• **To do**: Copy every entry precisely.

Records from a dataset
>>

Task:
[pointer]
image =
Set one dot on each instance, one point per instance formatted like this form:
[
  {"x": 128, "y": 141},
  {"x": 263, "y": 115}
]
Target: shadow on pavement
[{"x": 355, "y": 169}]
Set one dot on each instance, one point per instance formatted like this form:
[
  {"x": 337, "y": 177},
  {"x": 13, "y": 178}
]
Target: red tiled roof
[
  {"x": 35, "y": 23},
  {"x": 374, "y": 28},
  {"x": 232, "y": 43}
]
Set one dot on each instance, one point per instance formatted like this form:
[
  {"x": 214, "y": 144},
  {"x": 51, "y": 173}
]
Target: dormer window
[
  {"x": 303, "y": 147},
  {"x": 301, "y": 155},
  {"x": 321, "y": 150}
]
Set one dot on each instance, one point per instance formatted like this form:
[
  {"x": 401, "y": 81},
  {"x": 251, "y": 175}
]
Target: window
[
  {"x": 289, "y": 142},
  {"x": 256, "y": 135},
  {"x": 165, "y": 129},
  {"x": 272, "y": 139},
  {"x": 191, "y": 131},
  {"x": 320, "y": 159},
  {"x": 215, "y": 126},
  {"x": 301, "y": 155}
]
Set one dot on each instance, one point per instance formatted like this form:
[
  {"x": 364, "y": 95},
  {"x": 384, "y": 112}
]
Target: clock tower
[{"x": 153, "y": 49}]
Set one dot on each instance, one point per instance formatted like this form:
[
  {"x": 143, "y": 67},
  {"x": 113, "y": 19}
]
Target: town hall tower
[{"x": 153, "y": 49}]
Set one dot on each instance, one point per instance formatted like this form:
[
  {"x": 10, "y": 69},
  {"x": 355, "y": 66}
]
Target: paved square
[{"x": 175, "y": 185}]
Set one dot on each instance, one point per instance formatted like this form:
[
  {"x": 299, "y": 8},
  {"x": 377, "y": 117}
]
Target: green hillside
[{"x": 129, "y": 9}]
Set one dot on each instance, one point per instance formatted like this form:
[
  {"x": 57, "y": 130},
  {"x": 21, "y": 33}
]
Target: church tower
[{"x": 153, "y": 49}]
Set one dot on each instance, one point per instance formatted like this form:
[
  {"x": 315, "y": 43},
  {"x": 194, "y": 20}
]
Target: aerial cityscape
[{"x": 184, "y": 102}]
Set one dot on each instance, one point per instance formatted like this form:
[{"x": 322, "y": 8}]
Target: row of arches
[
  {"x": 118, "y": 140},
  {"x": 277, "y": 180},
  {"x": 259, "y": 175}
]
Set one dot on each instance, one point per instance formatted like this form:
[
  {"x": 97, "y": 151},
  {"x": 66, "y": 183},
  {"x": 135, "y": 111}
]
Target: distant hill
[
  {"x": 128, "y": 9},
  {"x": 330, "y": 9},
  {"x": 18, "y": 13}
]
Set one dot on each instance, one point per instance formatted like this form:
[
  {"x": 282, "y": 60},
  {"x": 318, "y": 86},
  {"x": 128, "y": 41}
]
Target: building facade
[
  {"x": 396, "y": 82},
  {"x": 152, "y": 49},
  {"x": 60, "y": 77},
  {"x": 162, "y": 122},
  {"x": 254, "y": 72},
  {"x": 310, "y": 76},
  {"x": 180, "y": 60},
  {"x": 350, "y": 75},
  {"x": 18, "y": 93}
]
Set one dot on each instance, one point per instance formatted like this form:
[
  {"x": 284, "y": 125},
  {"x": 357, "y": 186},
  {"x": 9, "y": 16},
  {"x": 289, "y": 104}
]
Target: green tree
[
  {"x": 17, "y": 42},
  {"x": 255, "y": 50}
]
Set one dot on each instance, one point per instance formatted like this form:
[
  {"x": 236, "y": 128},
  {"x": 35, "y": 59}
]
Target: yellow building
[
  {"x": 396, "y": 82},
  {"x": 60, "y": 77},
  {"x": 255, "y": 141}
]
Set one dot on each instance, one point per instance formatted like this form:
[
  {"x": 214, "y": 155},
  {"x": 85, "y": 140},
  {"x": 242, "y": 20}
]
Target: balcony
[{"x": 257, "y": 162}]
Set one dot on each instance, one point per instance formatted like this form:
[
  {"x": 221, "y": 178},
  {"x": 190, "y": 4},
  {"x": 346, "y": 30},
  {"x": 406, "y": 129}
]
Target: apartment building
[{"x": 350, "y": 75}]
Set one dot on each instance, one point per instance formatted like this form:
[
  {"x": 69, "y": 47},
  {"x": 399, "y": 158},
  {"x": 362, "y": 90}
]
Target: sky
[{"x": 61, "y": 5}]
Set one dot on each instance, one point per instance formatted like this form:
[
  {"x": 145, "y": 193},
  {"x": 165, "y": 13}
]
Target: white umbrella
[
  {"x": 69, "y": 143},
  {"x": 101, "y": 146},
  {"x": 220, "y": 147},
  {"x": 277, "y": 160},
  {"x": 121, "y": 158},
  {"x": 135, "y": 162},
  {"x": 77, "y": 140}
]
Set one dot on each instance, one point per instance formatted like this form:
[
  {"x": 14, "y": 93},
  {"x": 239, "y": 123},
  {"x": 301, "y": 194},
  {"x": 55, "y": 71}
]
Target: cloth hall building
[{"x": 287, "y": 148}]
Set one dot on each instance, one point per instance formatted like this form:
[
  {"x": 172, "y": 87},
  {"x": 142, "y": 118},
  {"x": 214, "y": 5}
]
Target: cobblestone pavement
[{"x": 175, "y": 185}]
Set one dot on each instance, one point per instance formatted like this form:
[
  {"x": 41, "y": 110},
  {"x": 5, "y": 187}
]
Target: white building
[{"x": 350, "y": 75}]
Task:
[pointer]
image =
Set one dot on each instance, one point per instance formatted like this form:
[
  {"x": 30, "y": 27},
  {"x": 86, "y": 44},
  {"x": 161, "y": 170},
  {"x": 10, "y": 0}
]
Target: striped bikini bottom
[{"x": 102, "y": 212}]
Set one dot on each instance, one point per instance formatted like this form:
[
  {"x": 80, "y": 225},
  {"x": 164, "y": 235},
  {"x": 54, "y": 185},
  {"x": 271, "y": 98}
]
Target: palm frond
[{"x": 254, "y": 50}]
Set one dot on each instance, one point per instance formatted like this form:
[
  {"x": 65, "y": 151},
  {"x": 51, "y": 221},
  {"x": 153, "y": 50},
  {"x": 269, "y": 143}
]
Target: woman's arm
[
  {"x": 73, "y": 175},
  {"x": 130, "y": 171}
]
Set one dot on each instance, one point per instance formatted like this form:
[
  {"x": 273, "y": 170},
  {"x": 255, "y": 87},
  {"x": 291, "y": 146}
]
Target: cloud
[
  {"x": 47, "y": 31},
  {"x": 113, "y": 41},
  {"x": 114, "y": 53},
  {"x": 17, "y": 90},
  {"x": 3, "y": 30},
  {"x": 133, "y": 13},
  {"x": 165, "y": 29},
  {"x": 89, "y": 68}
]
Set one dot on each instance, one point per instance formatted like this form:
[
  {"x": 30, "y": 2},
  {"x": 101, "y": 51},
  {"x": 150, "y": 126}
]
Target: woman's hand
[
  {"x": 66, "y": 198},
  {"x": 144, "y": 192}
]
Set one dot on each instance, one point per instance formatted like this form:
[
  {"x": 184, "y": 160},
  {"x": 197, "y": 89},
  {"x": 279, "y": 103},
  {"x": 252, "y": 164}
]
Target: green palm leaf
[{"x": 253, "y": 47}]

<<

• **Result of this exercise**:
Task:
[pointer]
image =
Set one dot on each instance, one point per instance formatted like this form:
[
  {"x": 128, "y": 141},
  {"x": 263, "y": 115}
]
Target: shadow on pavement
[{"x": 355, "y": 169}]
Set one dot on each instance, one point per instance formatted like this form:
[
  {"x": 337, "y": 177},
  {"x": 13, "y": 178}
]
Target: red tiled roof
[
  {"x": 35, "y": 23},
  {"x": 374, "y": 28},
  {"x": 232, "y": 43}
]
Set one dot on each instance, one point per instance formatted like this form:
[
  {"x": 214, "y": 144},
  {"x": 51, "y": 173}
]
Target: dormer window
[
  {"x": 303, "y": 147},
  {"x": 301, "y": 155},
  {"x": 321, "y": 150}
]
Set one dot on each instance, one point per instance formatted like this form:
[
  {"x": 401, "y": 81},
  {"x": 251, "y": 175}
]
Target: window
[
  {"x": 289, "y": 142},
  {"x": 256, "y": 135},
  {"x": 165, "y": 129},
  {"x": 272, "y": 139},
  {"x": 191, "y": 131},
  {"x": 320, "y": 159},
  {"x": 215, "y": 126},
  {"x": 301, "y": 155}
]
Set one dot on each instance, one point per instance formatted like this form:
[
  {"x": 364, "y": 95},
  {"x": 384, "y": 112}
]
Target: clock tower
[{"x": 153, "y": 49}]
Set one dot on each instance, one point per instance formatted like this form:
[
  {"x": 143, "y": 67},
  {"x": 113, "y": 19}
]
Target: town hall tower
[{"x": 153, "y": 49}]
Set one dot on each instance, one point per instance formatted like this form:
[
  {"x": 10, "y": 69},
  {"x": 355, "y": 66}
]
Target: paved square
[{"x": 175, "y": 185}]
Set one dot on each instance, one point per instance formatted like this form:
[
  {"x": 299, "y": 8},
  {"x": 377, "y": 117}
]
Target: green hillside
[{"x": 129, "y": 9}]
Set one dot on each instance, one point per instance formatted like this form:
[
  {"x": 57, "y": 130},
  {"x": 21, "y": 33}
]
Target: church tower
[{"x": 153, "y": 49}]
Set one dot on each instance, one point per instance formatted like this form:
[
  {"x": 315, "y": 43},
  {"x": 194, "y": 20}
]
Target: aerial cityscape
[{"x": 184, "y": 102}]
Set one dot on each instance, one point per instance formatted like this form:
[{"x": 322, "y": 8}]
Target: row of arches
[
  {"x": 118, "y": 140},
  {"x": 277, "y": 180},
  {"x": 259, "y": 175}
]
Set one dot on each instance, one point per instance formatted like this form:
[
  {"x": 97, "y": 151},
  {"x": 66, "y": 183},
  {"x": 135, "y": 111}
]
Target: distant hill
[
  {"x": 128, "y": 9},
  {"x": 330, "y": 9},
  {"x": 18, "y": 13}
]
Set one dot on each instance, one point per instance formatted like this form:
[
  {"x": 282, "y": 60},
  {"x": 318, "y": 86},
  {"x": 128, "y": 41}
]
Target: building facade
[
  {"x": 396, "y": 82},
  {"x": 152, "y": 49},
  {"x": 60, "y": 77},
  {"x": 162, "y": 122},
  {"x": 254, "y": 72},
  {"x": 310, "y": 76},
  {"x": 180, "y": 60},
  {"x": 350, "y": 75},
  {"x": 18, "y": 93}
]
Set one dot on each instance, one point per instance formatted like this form:
[
  {"x": 284, "y": 125},
  {"x": 357, "y": 186},
  {"x": 9, "y": 16},
  {"x": 289, "y": 104}
]
Target: green tree
[
  {"x": 17, "y": 42},
  {"x": 255, "y": 50}
]
Set one dot on each instance, one point per instance formatted like this form:
[
  {"x": 236, "y": 128},
  {"x": 35, "y": 59}
]
Target: yellow building
[
  {"x": 396, "y": 82},
  {"x": 60, "y": 77},
  {"x": 255, "y": 141}
]
Set one dot on each instance, one point per instance formatted like this form:
[
  {"x": 214, "y": 155},
  {"x": 85, "y": 140},
  {"x": 242, "y": 20}
]
Target: balcony
[{"x": 257, "y": 162}]
Set one dot on each instance, one point per instance formatted like this form:
[
  {"x": 221, "y": 178},
  {"x": 190, "y": 4},
  {"x": 346, "y": 30},
  {"x": 406, "y": 129}
]
Target: apartment building
[{"x": 350, "y": 75}]
Set one dot on each instance, one point per instance formatted like this form:
[
  {"x": 69, "y": 47},
  {"x": 399, "y": 158},
  {"x": 362, "y": 90}
]
Target: sky
[{"x": 61, "y": 5}]
Set one dot on each instance, one point per instance formatted like this form:
[
  {"x": 145, "y": 193},
  {"x": 165, "y": 13}
]
Target: white umbrella
[
  {"x": 69, "y": 143},
  {"x": 101, "y": 146},
  {"x": 220, "y": 147},
  {"x": 277, "y": 160},
  {"x": 121, "y": 158},
  {"x": 135, "y": 162},
  {"x": 77, "y": 140}
]
Set one dot on each instance, one point per instance formatted like this form:
[
  {"x": 14, "y": 93},
  {"x": 239, "y": 123},
  {"x": 301, "y": 194},
  {"x": 55, "y": 71}
]
Target: cloth hall building
[{"x": 287, "y": 148}]
Set one dot on each instance, one point per instance formatted like this form:
[
  {"x": 172, "y": 87},
  {"x": 142, "y": 118},
  {"x": 214, "y": 5}
]
Target: cobblestone pavement
[{"x": 175, "y": 185}]
Set one dot on each instance, one point per instance formatted like this form:
[
  {"x": 41, "y": 110},
  {"x": 5, "y": 187}
]
Target: white building
[{"x": 350, "y": 75}]
Task:
[pointer]
image =
Set one dot on each instance, one point per instance formatted like this form:
[
  {"x": 30, "y": 27},
  {"x": 86, "y": 44},
  {"x": 161, "y": 170},
  {"x": 10, "y": 0}
]
Target: striped bikini bottom
[{"x": 102, "y": 212}]
Set one dot on each instance, one point per instance formatted like this form:
[
  {"x": 80, "y": 225},
  {"x": 164, "y": 235},
  {"x": 54, "y": 185},
  {"x": 271, "y": 98}
]
Target: palm frond
[{"x": 254, "y": 50}]
Set one dot on each instance, one point per instance formatted like this form:
[
  {"x": 65, "y": 151},
  {"x": 51, "y": 221},
  {"x": 153, "y": 50},
  {"x": 269, "y": 143}
]
Target: woman's arm
[
  {"x": 73, "y": 175},
  {"x": 130, "y": 171}
]
Set one dot on each instance, one point per instance formatted like this form:
[
  {"x": 273, "y": 170},
  {"x": 255, "y": 87},
  {"x": 291, "y": 146}
]
Target: cloud
[
  {"x": 47, "y": 31},
  {"x": 113, "y": 41},
  {"x": 114, "y": 53},
  {"x": 17, "y": 90},
  {"x": 3, "y": 30},
  {"x": 133, "y": 13},
  {"x": 165, "y": 29},
  {"x": 89, "y": 68}
]
Set one dot on each instance, one point per instance formatted like this form:
[
  {"x": 30, "y": 2},
  {"x": 101, "y": 51},
  {"x": 150, "y": 126}
]
Target: woman's hand
[
  {"x": 66, "y": 198},
  {"x": 144, "y": 192}
]
Set one dot on each instance, one point per instance formatted like this form:
[
  {"x": 184, "y": 160},
  {"x": 197, "y": 89},
  {"x": 279, "y": 103},
  {"x": 252, "y": 164}
]
Target: green palm leaf
[{"x": 253, "y": 47}]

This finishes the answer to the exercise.